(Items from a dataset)
- - - -
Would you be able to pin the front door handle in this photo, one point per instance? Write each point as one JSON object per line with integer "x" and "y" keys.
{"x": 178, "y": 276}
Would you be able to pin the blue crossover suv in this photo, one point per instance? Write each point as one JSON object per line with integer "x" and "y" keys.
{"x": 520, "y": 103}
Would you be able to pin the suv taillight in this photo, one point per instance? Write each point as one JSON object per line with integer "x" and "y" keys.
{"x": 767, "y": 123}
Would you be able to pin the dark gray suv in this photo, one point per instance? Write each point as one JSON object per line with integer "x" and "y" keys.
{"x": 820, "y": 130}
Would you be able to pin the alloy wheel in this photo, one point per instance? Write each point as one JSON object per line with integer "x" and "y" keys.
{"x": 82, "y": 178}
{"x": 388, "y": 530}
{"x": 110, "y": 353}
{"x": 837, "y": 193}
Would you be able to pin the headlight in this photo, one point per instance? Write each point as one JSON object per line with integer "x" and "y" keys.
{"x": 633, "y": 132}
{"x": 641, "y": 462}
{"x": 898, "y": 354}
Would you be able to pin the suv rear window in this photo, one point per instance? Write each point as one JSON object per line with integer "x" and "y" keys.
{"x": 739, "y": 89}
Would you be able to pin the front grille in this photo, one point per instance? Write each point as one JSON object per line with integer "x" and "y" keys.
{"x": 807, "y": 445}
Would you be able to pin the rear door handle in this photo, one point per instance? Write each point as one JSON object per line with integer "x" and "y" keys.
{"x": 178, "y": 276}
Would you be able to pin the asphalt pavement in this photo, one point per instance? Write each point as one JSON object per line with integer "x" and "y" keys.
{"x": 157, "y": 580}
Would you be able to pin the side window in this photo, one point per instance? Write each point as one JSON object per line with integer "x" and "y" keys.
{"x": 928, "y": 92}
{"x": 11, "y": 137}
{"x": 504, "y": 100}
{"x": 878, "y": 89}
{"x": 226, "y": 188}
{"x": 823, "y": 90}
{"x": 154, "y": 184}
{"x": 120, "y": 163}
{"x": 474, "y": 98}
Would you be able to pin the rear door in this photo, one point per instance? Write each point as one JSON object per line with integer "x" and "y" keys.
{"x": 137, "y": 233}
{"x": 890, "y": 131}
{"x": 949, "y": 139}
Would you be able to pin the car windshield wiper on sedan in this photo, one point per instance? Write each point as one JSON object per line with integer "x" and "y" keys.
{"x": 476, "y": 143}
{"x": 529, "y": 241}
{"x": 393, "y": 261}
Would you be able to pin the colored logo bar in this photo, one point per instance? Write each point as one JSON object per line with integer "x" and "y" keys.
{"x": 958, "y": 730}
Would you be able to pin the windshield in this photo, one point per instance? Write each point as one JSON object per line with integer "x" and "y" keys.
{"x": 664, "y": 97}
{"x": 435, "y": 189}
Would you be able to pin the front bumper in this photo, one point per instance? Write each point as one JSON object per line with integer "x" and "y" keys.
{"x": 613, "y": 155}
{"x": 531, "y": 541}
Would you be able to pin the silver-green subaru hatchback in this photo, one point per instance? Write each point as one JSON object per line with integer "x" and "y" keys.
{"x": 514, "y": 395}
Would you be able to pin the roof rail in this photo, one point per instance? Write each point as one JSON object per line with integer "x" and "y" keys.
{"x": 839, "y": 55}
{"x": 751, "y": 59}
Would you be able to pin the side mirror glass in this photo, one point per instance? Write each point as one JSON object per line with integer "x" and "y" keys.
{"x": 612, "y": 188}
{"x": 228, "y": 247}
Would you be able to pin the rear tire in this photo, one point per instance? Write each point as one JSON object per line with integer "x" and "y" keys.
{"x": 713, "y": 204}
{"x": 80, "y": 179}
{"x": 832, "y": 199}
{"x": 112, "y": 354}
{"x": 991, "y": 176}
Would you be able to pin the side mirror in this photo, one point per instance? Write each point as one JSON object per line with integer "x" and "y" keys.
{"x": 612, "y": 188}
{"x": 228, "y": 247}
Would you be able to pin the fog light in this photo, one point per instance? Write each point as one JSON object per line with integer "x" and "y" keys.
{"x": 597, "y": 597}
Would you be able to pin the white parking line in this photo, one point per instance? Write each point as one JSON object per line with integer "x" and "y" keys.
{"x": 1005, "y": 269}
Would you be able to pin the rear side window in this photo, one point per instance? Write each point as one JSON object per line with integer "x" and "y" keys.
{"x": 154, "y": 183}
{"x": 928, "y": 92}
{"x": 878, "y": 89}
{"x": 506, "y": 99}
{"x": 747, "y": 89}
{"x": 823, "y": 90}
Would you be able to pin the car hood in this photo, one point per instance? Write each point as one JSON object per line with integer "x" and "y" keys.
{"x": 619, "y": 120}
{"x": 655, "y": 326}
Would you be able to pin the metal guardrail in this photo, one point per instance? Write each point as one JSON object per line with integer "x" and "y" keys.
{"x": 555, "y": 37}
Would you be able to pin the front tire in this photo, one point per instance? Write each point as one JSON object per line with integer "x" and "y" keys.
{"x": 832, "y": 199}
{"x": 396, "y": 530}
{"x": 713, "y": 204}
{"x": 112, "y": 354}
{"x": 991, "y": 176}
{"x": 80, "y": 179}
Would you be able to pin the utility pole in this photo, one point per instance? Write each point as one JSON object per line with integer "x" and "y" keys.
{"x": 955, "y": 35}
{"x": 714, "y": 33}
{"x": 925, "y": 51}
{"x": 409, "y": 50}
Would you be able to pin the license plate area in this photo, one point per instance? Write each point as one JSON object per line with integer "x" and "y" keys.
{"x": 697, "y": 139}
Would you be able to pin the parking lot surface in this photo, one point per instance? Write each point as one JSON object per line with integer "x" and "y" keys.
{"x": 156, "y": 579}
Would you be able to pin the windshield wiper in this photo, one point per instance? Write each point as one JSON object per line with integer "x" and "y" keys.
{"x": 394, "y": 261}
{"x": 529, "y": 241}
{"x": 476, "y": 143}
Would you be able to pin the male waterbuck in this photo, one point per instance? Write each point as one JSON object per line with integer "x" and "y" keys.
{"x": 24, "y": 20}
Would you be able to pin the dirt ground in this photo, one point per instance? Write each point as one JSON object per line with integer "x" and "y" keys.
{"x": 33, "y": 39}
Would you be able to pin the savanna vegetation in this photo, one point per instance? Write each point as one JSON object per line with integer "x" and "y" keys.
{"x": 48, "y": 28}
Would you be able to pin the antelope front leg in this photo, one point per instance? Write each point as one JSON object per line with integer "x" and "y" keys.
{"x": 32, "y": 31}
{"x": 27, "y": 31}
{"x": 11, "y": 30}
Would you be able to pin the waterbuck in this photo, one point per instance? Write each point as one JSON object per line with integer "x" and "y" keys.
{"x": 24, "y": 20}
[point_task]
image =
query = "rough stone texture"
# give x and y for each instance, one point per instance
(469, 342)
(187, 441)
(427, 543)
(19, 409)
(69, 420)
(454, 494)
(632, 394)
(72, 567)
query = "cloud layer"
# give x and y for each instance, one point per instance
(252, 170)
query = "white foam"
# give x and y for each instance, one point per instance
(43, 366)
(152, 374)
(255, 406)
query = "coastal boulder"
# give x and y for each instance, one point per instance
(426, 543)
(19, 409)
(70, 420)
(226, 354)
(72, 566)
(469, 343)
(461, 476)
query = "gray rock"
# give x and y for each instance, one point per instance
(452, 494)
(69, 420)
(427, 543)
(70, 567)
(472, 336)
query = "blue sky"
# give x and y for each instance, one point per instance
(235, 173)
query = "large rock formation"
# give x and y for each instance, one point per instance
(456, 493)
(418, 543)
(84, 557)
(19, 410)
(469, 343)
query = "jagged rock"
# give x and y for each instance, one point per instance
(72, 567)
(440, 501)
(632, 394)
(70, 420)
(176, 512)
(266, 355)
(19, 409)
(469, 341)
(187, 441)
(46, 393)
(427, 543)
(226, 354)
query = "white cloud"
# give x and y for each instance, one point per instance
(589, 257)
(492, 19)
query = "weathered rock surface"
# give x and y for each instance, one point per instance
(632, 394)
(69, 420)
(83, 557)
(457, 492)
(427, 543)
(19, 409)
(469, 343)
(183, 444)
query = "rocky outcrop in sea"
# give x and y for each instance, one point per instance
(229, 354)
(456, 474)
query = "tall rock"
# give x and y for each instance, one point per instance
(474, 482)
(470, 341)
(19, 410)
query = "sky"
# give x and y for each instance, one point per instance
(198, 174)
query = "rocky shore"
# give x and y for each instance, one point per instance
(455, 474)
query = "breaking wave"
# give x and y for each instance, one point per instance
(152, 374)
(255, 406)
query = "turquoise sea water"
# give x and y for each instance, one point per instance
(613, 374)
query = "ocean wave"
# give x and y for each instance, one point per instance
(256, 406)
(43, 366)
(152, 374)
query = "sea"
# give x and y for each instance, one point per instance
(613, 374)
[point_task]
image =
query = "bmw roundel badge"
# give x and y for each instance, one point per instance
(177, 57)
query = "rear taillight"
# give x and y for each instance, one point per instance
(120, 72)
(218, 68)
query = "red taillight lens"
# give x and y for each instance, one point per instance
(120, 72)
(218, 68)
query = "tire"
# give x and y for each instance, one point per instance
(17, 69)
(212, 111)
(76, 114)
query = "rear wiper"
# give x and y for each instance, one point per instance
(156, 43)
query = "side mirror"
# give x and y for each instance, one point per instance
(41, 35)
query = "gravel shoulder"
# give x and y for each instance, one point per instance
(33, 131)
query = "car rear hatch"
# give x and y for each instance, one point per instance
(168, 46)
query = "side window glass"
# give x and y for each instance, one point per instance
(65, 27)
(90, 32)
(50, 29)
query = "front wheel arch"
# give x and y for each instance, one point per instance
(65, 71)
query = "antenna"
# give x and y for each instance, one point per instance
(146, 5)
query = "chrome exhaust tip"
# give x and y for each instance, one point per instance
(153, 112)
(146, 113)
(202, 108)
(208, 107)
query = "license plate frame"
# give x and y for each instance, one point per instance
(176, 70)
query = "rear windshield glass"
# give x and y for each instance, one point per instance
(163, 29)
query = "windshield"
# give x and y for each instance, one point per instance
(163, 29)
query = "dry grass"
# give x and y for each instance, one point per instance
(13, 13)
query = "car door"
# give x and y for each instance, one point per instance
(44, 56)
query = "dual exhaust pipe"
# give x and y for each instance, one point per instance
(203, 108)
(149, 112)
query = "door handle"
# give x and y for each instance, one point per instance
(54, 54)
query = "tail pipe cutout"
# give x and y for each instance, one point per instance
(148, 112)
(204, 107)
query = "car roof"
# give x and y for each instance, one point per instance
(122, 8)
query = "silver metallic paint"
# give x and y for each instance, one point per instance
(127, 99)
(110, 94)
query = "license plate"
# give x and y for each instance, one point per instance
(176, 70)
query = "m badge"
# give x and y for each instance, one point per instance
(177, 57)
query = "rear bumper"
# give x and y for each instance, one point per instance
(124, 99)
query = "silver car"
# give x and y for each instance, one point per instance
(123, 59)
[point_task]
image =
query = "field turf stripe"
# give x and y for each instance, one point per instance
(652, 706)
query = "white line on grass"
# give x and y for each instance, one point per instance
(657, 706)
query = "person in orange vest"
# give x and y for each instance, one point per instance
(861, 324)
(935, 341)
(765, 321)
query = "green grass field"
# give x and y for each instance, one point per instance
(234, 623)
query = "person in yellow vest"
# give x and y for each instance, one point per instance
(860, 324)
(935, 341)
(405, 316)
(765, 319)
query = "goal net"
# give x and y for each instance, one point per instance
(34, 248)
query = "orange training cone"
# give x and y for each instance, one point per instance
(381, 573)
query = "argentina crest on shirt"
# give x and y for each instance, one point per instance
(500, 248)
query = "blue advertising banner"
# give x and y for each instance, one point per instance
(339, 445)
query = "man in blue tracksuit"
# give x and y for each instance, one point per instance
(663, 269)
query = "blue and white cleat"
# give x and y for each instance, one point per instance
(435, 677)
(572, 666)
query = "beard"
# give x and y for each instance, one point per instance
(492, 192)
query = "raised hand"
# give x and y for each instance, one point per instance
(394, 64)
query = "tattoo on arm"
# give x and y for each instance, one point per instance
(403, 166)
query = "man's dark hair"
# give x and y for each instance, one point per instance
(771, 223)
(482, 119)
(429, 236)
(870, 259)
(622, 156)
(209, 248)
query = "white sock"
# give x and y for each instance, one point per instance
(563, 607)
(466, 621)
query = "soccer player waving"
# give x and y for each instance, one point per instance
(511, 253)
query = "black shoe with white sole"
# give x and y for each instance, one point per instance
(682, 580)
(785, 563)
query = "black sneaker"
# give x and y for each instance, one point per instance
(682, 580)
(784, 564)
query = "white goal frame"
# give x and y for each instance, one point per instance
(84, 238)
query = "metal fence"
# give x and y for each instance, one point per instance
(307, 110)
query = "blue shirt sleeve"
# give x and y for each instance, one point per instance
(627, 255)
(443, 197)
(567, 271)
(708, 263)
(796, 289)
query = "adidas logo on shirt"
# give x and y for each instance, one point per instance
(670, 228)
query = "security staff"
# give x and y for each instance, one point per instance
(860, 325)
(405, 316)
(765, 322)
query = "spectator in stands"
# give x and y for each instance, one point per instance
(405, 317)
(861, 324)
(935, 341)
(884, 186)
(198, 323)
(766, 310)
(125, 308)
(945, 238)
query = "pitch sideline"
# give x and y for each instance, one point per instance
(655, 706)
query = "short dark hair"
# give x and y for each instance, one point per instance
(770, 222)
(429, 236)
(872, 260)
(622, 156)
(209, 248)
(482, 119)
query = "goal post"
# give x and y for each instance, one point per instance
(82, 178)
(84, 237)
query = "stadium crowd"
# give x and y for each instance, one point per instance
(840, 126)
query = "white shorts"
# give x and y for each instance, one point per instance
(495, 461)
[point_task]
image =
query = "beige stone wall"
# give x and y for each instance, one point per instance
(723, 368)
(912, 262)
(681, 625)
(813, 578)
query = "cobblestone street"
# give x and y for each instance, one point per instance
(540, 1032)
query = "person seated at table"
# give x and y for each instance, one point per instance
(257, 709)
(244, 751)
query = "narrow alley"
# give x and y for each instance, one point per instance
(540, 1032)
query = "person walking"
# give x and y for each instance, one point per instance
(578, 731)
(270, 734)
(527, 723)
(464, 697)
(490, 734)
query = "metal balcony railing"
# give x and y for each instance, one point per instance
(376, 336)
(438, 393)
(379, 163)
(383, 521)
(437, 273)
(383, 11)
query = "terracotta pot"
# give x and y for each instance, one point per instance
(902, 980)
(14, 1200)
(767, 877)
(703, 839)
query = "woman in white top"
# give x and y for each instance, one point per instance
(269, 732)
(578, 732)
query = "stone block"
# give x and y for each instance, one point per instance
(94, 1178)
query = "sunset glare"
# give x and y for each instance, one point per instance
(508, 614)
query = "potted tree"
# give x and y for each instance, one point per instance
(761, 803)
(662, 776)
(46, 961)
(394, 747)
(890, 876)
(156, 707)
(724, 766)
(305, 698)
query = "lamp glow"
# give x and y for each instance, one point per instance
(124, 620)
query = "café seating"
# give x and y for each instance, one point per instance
- - - -
DESCRIPTION OF THE TASK => Across all the records above, find each line with "shirt" in it and copy it.

RESPONSE TO THIS TASK =>
query = "argentina crest on shirt"
query = "blue shirt sleeve"
query = "adidas logo on shirt"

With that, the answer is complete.